-------- WORKING DATA
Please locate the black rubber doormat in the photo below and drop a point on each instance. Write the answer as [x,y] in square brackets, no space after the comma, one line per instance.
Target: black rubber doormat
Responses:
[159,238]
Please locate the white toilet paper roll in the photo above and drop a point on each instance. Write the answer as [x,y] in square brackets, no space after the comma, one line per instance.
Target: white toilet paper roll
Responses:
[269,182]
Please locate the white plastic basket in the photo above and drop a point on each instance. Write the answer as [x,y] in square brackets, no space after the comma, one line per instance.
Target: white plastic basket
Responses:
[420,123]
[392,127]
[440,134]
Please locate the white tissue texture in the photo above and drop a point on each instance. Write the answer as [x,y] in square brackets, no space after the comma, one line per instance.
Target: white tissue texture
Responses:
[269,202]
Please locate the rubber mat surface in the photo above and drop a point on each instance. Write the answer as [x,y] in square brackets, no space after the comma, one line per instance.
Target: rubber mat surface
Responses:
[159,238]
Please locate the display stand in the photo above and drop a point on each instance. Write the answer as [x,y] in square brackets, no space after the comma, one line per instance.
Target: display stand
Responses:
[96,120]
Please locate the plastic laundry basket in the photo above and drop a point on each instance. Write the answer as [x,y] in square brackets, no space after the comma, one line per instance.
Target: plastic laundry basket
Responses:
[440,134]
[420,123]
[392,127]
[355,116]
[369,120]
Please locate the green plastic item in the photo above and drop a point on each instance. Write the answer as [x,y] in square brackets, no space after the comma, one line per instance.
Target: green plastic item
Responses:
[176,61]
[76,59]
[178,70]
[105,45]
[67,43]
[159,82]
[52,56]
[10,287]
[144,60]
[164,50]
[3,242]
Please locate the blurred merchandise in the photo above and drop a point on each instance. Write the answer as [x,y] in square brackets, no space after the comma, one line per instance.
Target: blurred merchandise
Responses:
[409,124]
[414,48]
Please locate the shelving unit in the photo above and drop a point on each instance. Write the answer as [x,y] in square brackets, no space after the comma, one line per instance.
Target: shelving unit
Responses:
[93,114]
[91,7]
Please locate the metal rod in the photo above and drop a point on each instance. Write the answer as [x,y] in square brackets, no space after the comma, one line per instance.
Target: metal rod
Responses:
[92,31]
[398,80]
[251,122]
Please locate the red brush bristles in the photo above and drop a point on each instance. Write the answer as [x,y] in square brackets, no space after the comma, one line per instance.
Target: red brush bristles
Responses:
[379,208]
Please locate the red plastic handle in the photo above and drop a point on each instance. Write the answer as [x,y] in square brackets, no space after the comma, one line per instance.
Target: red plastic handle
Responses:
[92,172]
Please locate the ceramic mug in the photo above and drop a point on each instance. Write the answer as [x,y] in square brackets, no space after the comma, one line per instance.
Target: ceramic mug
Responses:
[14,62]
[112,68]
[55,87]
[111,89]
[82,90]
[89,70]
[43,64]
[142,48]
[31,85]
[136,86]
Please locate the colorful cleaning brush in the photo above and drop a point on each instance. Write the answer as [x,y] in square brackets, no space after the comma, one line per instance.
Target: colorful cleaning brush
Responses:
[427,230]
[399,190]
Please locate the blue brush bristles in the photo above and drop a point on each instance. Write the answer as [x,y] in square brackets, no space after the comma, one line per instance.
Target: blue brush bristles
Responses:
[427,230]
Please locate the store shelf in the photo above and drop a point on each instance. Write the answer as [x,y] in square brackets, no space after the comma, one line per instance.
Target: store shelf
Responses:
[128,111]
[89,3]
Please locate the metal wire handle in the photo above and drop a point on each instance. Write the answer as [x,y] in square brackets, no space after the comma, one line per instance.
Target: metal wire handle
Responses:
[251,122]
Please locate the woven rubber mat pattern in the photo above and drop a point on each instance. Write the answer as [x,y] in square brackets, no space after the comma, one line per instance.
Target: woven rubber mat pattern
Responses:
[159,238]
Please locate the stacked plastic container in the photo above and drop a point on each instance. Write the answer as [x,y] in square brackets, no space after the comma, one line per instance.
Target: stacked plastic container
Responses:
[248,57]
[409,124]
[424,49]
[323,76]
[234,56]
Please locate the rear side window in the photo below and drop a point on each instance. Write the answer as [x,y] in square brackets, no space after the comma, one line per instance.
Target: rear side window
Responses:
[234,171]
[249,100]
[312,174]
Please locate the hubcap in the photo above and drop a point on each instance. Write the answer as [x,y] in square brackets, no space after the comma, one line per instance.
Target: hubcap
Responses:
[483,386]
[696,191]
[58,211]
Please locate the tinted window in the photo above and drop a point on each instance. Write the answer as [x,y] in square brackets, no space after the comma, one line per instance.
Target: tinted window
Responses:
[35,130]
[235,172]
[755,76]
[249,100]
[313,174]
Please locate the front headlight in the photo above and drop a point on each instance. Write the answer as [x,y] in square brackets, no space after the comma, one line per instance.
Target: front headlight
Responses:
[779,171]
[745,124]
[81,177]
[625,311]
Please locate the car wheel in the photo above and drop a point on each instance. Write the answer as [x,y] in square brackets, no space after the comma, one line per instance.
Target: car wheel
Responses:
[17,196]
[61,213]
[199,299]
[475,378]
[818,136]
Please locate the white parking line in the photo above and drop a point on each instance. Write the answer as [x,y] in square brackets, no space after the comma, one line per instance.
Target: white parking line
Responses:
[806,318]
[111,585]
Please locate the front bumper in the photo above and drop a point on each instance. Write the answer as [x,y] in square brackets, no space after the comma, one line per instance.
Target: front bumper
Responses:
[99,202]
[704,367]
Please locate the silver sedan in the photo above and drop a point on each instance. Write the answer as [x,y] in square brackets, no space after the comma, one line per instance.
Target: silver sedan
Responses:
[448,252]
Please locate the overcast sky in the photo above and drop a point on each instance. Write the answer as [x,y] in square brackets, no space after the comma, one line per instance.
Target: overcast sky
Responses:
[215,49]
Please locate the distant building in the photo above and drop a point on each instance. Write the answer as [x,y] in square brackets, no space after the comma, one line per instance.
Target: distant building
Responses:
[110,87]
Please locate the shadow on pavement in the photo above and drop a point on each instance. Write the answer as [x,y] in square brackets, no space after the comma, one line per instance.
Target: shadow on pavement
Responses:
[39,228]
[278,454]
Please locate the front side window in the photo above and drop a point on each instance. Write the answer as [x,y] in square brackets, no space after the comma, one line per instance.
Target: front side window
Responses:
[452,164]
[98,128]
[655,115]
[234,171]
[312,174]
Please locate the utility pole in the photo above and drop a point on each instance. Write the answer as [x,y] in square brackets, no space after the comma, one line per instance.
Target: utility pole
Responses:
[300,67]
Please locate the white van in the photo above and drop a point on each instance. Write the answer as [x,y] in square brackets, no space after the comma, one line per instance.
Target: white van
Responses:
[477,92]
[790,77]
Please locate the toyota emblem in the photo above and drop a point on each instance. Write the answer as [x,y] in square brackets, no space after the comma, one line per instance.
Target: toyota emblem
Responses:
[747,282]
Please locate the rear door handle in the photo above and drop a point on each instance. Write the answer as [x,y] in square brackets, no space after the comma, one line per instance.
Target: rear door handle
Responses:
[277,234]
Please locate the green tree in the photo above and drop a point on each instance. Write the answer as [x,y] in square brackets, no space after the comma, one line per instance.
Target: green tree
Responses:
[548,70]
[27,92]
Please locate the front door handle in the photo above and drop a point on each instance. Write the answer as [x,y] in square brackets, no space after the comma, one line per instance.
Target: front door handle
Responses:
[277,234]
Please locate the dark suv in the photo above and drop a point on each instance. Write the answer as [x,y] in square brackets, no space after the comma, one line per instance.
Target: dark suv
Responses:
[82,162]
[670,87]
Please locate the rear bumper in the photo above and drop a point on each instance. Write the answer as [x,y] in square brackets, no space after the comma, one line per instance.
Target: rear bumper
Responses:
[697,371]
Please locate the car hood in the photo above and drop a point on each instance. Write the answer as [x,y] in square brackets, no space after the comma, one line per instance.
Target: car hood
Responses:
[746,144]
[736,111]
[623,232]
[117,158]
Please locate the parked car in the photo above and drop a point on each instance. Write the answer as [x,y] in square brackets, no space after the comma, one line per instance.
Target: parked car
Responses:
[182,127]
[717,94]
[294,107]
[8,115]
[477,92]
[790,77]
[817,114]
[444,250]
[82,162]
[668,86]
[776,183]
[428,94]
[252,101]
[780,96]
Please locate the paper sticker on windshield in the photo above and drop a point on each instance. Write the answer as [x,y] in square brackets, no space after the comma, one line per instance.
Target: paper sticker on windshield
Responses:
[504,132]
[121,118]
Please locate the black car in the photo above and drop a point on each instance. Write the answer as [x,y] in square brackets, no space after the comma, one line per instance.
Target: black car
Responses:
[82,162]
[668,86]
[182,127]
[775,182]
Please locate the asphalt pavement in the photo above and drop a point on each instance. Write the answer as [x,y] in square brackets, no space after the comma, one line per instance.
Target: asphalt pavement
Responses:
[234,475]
----------------
_WHAT THE TASK REQUIRES_
Starting at the line containing "Please locate the parked" and ending at the end of the records, reproduce only that stretch, replacing "windshield" with "windscreen" everywhere it occurs and leaving everything else unchanged.

_FINISHED TASK_
Please locate the parked car in the photo above and drop a point on each instance. Write the answer as [x,y] in square brackets, no space after the comma, one line per instance.
Target: parked car
Responses:
[182,127]
[717,94]
[294,107]
[8,115]
[477,92]
[790,77]
[817,114]
[444,250]
[82,162]
[668,86]
[776,183]
[428,94]
[252,101]
[780,96]
Please locate the paper sticker on windscreen in the photo above and drop a point on each instance. Write the answer as [x,y] in square brackets, no space after the comma, one line per instance.
Target: paper sticker on windscreen
Responses:
[504,132]
[121,118]
Please locate the black car in the photo above and drop a point on each instance. Write the answer as [x,y] in square brackets, no space after the comma, one line per instance.
Target: black car
Responses:
[82,162]
[668,86]
[182,127]
[775,182]
Please locate the asphalt pavement in the photo above and drop a point on each instance. Write the answer as [x,y] in square brackets, no space after the comma, one line per instance.
Target: asphalt pavement
Responses:
[234,475]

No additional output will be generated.